> [Dataset extract]
++++++++
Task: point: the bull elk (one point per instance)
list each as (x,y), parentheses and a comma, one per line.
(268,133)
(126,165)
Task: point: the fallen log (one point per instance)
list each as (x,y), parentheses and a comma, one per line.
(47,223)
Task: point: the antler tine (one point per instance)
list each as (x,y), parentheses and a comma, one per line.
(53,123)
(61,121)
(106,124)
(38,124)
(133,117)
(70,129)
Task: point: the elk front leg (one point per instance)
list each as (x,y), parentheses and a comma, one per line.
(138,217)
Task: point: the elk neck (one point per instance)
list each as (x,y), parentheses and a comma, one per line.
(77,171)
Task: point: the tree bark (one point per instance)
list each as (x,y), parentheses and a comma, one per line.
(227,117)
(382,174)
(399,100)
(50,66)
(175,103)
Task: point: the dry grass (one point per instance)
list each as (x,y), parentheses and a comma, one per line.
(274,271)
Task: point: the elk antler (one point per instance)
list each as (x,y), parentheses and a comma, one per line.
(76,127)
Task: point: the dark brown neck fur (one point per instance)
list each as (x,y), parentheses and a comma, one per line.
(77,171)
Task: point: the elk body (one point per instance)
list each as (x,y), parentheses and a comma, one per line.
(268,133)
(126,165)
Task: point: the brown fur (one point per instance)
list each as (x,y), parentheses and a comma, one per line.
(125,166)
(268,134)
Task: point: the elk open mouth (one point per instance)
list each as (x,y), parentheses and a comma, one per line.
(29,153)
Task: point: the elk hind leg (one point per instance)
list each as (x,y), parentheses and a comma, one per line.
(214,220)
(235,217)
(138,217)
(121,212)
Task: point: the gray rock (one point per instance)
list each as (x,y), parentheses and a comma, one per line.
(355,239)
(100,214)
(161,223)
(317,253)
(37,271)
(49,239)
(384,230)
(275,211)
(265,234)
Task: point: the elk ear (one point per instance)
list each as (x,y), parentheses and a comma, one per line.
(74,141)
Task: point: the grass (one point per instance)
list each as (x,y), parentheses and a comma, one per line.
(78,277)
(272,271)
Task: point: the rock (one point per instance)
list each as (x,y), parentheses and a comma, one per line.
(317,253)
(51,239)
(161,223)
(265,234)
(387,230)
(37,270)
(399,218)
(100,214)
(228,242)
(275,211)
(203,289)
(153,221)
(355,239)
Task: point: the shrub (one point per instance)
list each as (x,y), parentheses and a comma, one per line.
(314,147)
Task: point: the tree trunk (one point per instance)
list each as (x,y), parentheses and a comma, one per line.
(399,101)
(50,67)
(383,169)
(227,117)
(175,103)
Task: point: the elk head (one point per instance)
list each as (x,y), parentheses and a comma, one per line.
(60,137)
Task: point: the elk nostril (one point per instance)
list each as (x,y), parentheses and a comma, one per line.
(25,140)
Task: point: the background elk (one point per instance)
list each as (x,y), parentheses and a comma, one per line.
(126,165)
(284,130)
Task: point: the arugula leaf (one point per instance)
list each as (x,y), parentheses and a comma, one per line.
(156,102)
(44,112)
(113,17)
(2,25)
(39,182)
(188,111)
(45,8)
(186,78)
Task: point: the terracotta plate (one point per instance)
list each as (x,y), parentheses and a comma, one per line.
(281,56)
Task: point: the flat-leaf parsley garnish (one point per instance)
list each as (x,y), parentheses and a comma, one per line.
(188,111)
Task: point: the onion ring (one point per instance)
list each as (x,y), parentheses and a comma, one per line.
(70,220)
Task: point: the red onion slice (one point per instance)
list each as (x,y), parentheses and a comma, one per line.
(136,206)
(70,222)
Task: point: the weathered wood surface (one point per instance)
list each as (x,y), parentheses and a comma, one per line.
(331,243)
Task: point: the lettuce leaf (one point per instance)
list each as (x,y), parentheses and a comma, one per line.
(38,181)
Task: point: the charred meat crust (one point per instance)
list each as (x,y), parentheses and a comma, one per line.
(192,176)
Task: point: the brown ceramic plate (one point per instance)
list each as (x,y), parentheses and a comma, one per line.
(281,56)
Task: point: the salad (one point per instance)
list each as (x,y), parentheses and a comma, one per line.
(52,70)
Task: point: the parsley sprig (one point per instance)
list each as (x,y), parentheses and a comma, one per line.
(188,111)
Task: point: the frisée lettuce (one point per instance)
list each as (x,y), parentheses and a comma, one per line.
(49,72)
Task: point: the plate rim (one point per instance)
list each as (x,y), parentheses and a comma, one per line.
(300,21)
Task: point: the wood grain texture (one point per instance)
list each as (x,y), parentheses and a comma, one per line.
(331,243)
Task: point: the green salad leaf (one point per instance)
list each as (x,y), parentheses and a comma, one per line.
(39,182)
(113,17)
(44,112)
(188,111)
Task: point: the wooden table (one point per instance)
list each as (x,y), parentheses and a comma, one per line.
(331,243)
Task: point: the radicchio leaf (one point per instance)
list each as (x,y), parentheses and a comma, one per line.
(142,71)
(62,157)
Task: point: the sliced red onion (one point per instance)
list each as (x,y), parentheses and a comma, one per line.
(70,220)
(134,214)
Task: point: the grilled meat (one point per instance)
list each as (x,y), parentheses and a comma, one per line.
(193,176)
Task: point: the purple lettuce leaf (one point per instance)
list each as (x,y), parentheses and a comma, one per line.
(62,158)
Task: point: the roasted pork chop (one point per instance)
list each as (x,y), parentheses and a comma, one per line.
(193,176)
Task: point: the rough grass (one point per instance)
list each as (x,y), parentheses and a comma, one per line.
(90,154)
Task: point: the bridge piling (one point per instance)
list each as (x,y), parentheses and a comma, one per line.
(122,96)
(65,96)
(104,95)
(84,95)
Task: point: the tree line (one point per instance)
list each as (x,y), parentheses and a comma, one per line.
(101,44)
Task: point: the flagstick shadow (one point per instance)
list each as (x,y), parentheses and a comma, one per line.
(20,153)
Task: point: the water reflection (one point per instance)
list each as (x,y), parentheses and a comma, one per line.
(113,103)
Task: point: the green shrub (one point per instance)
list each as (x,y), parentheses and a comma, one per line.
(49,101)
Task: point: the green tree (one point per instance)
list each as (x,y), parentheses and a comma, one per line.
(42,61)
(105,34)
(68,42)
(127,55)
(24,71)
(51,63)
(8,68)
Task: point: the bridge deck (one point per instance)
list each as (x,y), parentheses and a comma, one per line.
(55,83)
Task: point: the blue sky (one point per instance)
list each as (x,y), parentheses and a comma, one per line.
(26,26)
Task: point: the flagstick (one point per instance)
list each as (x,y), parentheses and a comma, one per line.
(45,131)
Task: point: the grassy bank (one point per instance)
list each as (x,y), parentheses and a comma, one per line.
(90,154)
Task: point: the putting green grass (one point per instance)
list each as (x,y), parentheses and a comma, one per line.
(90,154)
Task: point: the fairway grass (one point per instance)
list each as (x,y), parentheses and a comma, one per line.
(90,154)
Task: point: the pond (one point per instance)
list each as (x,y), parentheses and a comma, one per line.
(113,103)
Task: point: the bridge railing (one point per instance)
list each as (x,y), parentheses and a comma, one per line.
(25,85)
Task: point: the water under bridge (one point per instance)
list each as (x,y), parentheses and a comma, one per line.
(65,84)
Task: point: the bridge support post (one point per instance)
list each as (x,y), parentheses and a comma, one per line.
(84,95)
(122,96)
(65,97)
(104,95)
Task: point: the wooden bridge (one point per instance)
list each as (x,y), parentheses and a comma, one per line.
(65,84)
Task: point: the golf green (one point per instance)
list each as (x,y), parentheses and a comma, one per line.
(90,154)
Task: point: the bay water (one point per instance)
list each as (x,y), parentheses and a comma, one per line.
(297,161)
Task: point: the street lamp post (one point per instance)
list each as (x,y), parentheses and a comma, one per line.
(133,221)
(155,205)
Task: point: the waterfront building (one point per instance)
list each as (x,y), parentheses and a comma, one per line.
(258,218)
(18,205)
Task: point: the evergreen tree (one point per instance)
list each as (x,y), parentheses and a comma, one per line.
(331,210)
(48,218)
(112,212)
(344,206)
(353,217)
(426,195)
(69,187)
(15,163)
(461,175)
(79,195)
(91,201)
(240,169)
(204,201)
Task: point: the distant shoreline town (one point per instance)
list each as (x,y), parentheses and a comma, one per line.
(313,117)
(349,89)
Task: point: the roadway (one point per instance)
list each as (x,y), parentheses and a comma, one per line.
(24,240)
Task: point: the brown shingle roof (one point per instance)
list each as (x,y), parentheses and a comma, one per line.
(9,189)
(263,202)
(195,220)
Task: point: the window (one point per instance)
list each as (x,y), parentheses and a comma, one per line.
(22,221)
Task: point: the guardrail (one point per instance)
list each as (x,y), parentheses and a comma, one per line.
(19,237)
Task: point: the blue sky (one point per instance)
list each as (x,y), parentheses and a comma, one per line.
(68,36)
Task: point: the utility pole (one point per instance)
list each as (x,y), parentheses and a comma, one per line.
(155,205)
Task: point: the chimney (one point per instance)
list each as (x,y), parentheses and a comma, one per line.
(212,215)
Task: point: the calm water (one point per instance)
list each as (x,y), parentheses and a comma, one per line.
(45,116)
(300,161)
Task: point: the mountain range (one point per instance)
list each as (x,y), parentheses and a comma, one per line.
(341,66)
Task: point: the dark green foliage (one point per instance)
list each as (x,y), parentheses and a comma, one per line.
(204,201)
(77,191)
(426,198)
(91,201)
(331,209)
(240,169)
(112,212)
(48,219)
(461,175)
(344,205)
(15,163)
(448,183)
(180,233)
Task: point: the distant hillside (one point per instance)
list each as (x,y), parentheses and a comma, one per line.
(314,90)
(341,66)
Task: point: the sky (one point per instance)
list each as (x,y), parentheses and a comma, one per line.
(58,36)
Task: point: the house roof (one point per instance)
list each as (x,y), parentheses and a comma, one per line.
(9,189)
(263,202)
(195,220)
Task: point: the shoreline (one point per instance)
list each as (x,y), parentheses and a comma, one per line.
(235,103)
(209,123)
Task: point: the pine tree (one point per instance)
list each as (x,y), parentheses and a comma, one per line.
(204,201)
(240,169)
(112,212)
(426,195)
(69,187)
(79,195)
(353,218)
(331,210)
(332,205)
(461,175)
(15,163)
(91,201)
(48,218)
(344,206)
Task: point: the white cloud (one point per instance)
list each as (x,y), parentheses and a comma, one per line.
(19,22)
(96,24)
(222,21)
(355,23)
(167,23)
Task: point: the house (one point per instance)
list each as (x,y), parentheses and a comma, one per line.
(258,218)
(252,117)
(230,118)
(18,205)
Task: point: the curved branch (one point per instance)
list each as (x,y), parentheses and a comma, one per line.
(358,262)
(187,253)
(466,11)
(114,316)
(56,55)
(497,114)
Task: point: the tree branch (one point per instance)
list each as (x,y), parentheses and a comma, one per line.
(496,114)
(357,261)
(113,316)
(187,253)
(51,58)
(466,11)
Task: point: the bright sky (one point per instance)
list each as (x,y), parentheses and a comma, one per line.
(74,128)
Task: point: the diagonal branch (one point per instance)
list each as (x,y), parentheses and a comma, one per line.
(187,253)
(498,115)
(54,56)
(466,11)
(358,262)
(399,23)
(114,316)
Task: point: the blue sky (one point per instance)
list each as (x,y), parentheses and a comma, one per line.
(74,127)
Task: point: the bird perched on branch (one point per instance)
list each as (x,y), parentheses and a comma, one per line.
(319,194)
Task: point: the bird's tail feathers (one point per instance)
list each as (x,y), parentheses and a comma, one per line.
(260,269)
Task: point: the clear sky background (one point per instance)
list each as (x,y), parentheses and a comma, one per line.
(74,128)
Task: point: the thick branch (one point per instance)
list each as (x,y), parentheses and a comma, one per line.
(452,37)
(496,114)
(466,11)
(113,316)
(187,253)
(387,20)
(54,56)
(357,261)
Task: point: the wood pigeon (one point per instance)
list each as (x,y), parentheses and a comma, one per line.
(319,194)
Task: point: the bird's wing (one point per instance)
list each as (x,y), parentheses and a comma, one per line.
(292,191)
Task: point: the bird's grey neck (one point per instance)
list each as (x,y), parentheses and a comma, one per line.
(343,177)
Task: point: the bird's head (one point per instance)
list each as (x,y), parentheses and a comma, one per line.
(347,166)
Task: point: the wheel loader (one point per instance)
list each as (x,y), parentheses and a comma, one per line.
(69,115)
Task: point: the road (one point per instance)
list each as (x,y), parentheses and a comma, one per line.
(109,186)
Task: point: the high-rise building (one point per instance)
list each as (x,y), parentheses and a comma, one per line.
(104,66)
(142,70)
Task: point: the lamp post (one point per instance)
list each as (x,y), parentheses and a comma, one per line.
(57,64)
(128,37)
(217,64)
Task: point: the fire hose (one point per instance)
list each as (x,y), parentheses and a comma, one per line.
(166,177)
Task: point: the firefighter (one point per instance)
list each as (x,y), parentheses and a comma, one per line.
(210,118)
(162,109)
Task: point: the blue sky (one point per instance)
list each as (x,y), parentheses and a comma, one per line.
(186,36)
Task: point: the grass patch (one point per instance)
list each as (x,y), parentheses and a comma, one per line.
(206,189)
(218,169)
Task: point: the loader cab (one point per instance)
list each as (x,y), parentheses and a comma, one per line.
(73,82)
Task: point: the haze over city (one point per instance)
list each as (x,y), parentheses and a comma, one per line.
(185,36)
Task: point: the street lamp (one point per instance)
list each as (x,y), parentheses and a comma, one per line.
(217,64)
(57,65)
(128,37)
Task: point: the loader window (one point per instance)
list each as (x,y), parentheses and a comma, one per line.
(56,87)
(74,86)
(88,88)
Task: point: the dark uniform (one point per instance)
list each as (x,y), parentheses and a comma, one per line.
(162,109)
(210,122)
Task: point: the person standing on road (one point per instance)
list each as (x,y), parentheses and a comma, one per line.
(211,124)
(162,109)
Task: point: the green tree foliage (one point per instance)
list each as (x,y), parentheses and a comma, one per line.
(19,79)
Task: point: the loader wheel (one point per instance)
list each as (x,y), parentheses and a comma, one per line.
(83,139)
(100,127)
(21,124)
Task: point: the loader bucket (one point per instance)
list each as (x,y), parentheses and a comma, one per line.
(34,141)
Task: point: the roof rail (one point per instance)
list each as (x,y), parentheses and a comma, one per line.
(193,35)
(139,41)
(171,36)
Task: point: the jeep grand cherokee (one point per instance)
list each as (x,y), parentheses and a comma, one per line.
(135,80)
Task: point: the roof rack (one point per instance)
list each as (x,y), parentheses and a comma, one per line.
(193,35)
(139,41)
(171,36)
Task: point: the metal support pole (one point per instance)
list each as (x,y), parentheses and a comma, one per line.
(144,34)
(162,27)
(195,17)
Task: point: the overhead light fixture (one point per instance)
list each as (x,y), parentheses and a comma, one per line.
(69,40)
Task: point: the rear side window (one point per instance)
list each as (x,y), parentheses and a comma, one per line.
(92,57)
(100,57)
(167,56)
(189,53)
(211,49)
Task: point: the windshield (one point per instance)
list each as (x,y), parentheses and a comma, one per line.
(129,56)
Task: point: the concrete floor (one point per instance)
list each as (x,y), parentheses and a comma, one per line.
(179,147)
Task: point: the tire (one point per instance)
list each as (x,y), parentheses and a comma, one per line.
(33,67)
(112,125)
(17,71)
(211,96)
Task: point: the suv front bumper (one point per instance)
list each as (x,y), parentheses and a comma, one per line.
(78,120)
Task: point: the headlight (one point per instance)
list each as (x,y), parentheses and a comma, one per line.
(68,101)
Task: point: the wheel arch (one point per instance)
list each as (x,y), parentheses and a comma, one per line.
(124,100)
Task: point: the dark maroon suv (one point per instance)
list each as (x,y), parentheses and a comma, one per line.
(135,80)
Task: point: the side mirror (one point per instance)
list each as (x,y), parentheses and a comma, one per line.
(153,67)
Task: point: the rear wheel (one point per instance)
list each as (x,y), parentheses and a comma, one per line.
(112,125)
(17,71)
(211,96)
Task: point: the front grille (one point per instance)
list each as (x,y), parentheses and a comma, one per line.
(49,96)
++++++++
In the listing above, find the line with "Task: point: the wheel arch" and set down that line and all after it exactly, through the final line.

Task: point: the wheel arch (one point per instance)
list each as (x,y), parentheses and a comma, one per line.
(124,100)
Task: point: the dark maroon suv (one point per instance)
list each as (x,y), parentheses and a comma, one per line.
(135,80)
Task: point: the side mirror (one point per instance)
list each as (x,y), parentheses and a comma, one per line.
(153,67)
Task: point: the rear wheel (one point per instance)
list each as (x,y), parentheses and a comma, one per line.
(112,125)
(17,71)
(211,96)
Task: point: the front grille (one point per instance)
list each as (x,y), parentheses and a comma, one per line.
(49,96)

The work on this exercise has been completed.